Task objective
Write out the data below word for word, starting at the line that contains "Category: chimney" and continuing through the final line of the data.

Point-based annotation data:
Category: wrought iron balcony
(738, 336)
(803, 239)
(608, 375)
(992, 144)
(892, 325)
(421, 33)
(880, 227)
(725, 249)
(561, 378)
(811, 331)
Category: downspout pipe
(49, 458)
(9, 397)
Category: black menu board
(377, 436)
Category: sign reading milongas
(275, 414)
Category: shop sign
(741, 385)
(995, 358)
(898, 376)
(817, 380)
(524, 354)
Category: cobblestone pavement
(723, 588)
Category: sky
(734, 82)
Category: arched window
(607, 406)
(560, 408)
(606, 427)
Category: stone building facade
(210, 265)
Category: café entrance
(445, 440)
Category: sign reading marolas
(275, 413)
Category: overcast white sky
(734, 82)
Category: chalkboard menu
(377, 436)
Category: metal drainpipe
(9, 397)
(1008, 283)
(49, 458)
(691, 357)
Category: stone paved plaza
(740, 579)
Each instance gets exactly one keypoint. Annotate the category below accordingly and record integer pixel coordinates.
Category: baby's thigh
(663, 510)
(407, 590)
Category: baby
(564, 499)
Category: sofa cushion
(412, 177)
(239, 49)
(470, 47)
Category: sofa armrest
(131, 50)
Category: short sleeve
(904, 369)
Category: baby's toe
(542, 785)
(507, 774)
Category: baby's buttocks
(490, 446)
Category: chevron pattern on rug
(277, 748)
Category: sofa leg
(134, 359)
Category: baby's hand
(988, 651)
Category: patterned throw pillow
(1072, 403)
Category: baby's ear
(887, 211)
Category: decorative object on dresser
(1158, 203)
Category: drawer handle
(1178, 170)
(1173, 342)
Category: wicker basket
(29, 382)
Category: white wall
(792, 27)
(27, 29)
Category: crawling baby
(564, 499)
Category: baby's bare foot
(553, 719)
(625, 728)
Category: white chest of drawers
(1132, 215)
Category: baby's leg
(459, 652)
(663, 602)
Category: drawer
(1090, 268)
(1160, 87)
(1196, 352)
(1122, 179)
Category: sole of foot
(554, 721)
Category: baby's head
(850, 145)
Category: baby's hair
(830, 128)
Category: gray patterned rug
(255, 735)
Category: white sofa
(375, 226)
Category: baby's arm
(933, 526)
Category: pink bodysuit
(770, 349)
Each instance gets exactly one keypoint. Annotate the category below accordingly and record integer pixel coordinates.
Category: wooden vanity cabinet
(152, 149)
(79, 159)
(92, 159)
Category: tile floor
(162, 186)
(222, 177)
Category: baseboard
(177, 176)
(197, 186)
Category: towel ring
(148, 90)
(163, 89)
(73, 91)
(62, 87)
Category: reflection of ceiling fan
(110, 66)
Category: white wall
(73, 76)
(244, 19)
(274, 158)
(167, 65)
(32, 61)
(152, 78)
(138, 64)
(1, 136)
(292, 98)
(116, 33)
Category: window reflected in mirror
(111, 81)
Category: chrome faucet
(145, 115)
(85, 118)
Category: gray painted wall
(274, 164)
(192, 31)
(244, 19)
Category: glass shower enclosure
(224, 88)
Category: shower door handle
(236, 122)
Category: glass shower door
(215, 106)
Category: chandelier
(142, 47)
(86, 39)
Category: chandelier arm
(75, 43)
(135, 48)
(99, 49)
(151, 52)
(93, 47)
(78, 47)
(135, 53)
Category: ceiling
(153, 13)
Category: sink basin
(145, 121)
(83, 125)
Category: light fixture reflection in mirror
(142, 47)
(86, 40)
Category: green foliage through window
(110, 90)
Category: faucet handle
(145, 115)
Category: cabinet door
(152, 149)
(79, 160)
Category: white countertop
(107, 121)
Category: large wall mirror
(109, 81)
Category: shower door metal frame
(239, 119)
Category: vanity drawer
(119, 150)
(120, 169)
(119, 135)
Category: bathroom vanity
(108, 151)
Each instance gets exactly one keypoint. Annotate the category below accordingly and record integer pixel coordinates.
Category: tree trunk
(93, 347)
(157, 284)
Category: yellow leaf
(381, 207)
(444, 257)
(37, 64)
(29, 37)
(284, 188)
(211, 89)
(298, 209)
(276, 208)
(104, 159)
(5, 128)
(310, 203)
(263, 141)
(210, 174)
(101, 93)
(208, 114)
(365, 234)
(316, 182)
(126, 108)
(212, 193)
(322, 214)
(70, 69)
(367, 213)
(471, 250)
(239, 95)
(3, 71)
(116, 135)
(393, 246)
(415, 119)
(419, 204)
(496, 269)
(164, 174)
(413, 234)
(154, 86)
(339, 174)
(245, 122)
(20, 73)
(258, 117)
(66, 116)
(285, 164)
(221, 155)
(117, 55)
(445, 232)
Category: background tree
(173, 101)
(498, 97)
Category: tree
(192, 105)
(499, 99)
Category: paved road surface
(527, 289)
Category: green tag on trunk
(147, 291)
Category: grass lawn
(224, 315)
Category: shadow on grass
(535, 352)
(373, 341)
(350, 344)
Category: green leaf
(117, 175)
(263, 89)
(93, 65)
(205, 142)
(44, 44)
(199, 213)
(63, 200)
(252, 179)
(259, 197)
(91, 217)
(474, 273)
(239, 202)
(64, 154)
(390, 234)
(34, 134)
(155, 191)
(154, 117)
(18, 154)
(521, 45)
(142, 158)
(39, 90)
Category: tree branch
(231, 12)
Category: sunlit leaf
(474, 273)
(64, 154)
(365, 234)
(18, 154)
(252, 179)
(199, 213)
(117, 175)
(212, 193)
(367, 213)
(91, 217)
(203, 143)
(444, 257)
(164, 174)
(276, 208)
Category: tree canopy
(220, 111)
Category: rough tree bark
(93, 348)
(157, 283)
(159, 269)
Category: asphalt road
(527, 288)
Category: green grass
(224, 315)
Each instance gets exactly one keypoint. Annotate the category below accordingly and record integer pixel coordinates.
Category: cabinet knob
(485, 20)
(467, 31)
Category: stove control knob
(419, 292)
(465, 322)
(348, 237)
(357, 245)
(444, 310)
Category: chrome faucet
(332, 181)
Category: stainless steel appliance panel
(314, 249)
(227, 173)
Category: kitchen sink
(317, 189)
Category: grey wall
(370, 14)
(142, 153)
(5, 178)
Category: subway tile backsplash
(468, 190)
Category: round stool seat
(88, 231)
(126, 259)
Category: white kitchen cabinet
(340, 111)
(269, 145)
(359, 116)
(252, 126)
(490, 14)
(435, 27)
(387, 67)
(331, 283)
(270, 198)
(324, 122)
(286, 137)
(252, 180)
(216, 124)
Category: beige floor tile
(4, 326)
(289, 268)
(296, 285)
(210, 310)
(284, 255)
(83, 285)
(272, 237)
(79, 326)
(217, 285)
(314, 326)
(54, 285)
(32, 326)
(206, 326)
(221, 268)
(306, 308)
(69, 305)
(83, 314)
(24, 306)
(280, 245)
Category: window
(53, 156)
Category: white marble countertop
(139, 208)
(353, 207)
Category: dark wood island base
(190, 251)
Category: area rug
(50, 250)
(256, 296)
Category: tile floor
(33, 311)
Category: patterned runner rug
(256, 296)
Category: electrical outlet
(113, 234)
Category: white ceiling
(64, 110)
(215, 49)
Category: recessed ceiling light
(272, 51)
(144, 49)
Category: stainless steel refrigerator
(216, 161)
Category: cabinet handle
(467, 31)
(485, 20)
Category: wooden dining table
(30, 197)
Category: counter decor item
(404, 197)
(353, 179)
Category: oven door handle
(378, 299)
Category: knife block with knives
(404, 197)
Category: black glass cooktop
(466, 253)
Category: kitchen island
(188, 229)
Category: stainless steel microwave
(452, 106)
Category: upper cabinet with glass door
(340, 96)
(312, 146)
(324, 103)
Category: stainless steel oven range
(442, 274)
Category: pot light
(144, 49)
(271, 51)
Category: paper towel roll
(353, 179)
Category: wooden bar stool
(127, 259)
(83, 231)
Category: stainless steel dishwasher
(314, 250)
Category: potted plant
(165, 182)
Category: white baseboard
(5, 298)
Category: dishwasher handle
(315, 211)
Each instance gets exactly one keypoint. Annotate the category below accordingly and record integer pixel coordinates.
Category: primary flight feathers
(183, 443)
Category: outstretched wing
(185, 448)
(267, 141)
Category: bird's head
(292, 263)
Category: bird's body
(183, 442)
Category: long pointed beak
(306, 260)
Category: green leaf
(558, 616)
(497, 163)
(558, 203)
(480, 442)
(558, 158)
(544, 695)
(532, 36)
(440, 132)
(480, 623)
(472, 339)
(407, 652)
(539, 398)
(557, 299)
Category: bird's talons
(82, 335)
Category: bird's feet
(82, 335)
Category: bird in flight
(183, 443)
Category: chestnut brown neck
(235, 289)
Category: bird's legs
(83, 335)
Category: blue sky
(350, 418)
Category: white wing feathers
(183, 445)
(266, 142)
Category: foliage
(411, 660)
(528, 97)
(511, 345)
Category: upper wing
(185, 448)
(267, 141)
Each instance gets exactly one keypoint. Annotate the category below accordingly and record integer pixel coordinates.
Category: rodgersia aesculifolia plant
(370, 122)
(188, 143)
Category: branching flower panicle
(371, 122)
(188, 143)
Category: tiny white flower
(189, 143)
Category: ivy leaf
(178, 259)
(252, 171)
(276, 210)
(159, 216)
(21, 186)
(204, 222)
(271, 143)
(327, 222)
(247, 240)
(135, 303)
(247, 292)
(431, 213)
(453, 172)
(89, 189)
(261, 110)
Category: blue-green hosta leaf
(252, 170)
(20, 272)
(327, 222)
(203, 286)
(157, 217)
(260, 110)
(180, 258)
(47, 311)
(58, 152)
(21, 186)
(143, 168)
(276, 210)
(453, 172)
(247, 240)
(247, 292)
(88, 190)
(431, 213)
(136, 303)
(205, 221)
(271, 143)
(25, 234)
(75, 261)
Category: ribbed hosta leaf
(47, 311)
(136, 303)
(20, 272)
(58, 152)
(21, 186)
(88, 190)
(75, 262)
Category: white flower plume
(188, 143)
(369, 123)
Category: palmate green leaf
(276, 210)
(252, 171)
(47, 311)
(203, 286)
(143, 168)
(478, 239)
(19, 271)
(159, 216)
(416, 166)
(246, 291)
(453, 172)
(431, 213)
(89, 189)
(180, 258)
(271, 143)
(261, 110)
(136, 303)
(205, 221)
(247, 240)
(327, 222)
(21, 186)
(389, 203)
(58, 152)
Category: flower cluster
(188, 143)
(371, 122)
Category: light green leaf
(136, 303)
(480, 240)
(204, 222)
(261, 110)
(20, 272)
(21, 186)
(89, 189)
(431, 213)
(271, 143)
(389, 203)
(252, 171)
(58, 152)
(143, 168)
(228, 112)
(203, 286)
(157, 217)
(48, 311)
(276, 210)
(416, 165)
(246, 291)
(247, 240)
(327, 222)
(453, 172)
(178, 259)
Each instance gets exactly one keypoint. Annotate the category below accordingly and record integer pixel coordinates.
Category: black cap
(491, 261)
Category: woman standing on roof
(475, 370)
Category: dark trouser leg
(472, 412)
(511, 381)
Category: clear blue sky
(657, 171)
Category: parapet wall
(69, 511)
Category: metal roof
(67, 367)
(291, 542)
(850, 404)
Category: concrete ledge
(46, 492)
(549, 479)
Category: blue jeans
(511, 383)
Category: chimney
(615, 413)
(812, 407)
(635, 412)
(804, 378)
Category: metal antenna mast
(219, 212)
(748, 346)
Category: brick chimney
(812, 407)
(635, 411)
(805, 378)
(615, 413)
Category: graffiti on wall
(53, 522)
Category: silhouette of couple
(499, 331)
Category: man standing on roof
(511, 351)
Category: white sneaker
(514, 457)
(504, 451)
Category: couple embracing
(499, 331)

Solution
Category: chimney
(615, 413)
(812, 407)
(635, 412)
(804, 378)
Category: metal antenna mast
(219, 212)
(748, 346)
Category: brick chimney
(812, 407)
(635, 411)
(805, 378)
(615, 413)
Category: graffiti on wall
(53, 522)
Category: silhouette of couple
(499, 331)
Category: man standing on roof
(511, 351)
Category: white sneaker
(514, 457)
(504, 451)
Category: couple embracing
(499, 331)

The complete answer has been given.